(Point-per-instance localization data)
◆ ◆ ◆
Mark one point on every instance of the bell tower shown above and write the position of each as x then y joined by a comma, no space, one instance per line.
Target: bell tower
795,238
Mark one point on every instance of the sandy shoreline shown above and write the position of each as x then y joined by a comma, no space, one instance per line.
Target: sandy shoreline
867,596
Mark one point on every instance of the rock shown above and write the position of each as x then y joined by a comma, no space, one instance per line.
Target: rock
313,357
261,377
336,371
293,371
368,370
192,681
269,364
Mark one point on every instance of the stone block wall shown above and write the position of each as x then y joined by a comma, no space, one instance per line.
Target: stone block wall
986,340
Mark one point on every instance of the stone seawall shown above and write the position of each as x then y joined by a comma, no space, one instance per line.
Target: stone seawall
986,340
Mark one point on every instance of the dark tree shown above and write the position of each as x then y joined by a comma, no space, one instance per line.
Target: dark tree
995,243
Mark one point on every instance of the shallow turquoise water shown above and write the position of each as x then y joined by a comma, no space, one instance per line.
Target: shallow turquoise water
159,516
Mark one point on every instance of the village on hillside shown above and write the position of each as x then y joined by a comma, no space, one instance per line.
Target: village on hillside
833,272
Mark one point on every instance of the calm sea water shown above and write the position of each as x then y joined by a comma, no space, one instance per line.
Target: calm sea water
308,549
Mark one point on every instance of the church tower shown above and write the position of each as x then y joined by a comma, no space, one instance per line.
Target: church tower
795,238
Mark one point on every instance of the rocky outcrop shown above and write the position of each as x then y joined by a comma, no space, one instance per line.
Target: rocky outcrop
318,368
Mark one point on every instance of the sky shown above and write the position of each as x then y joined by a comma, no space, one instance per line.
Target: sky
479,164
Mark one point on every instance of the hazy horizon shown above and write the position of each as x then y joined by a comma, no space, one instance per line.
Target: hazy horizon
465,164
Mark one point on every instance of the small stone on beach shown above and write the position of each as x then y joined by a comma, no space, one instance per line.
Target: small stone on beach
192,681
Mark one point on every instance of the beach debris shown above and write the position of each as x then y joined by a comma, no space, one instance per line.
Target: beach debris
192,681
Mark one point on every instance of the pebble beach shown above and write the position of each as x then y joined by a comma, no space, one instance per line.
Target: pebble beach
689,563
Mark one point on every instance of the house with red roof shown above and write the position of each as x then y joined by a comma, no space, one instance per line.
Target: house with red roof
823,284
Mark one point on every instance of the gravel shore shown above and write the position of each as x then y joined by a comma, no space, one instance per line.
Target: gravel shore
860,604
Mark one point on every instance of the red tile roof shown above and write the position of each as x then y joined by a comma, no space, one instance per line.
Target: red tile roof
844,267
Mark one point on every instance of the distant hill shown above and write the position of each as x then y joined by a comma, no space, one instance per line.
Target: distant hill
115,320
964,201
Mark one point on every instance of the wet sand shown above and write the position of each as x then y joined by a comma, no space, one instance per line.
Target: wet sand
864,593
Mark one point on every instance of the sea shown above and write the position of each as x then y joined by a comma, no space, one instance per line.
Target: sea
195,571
◆ ◆ ◆
*TO DO:*
Output all of the records above exactly as they appear.

*TASK RESPONSE:*
Mark one point on every instance of the bell tower shown above and write the position of each as x then y joined by a comma, no space, one instance per line.
Target: bell tower
795,238
Mark one point on every instance of the sandy shoreline shown above and write the position of each as x then y joined by a comma, no space, one instance per line.
Target: sandy shoreline
867,596
Mark one point on every instance of the rock shown above and write the position of each as x then y joined by a comma, no space, one instance per line.
Target: rock
313,357
261,377
336,371
293,371
368,370
192,681
269,364
Mark one point on every instance of the stone block wall shown above and write the position of each as x then y joined by a comma, no space, one instance per line.
Target: stone block wall
986,340
Mark one point on every instance of the stone seawall shown above and write the position of each as x then y joined by a comma, no space, one instance per line.
Target: stone seawall
986,340
Mark one point on every instance of the dark tree shown above and write the position of each as x then y joined by a comma, no space, one instance per line.
Target: dark tree
995,243
Mark one point on every instance of the shallow turquoise water shown above and write the position of each as x then y joined by a comma, no space, one instance per line.
Target: shallow turquoise water
159,516
Mark one point on every instance of the village on hillside shown above and write the position of each as x then y joined by a comma, no space, one instance per line.
Target: village on hillside
833,272
Mark one point on every instance of the calm sea water shown above and write the position of each as x then y joined by a comma, no space, one instance per line.
Target: calm sea water
308,549
Mark one point on every instance of the church tower shown above and write the position of each as x then y joined by a comma, no space, one instance per line.
Target: church tower
795,238
Mark one point on every instance of the rocky outcrop shown above and write the position of each as x then y joined by a comma, no space, one instance per line.
Target: rocky outcrop
318,368
Mark one point on every instance of the sky shown above and write the position of each as x then y joined by a comma, no space, one instance per line.
Target: sky
479,164
Mark one point on every instance of the hazy horizon shown above and write the position of each as x then y joined by a comma, no space, one instance per line.
Target: hazy horizon
465,164
Mark one point on every instance of the small stone on beach shown above and write the position of each as x then y joined by a comma, no space, one instance per line.
Target: small stone on beach
192,681
Mark one point on every instance of the beach debris shown above and write the position of each as x then y joined by a comma, no space, one instance per line.
Target: beach debris
192,681
Mark one point on every instance of the pebble beach shown above and write the position of each as x then y joined by a comma, no space, one instance per line.
Target: pebble beach
689,563
Mark one point on every instance of the house with red roof shown above and write the position of each as x then y joined by a comma, no space, one instance per line.
Target: house with red roof
823,284
Mark one point on every instance of the gravel shore shown above and write the position of each as x then y joined by a comma, no space, one instance per line.
Target: gravel shore
860,604
Mark one point on every instance of the red tile roof shown above and write the position of each as x then y joined by a comma, no space, one instance per line.
Target: red tile roof
844,267
Mark one point on every instance of the distant hill shown above and write the position of each as x then y joined by a comma, no space, one instance per line.
Target: distant hill
115,320
964,201
Mark one point on every instance of the wet sand shown above and write the position of each as x then y joined by a comma, no space, one instance per line.
Target: wet sand
864,593
Mark one point on every instance of the sea shown above and write the position of each as x then y joined by a comma, no space, one instance per line.
Target: sea
195,571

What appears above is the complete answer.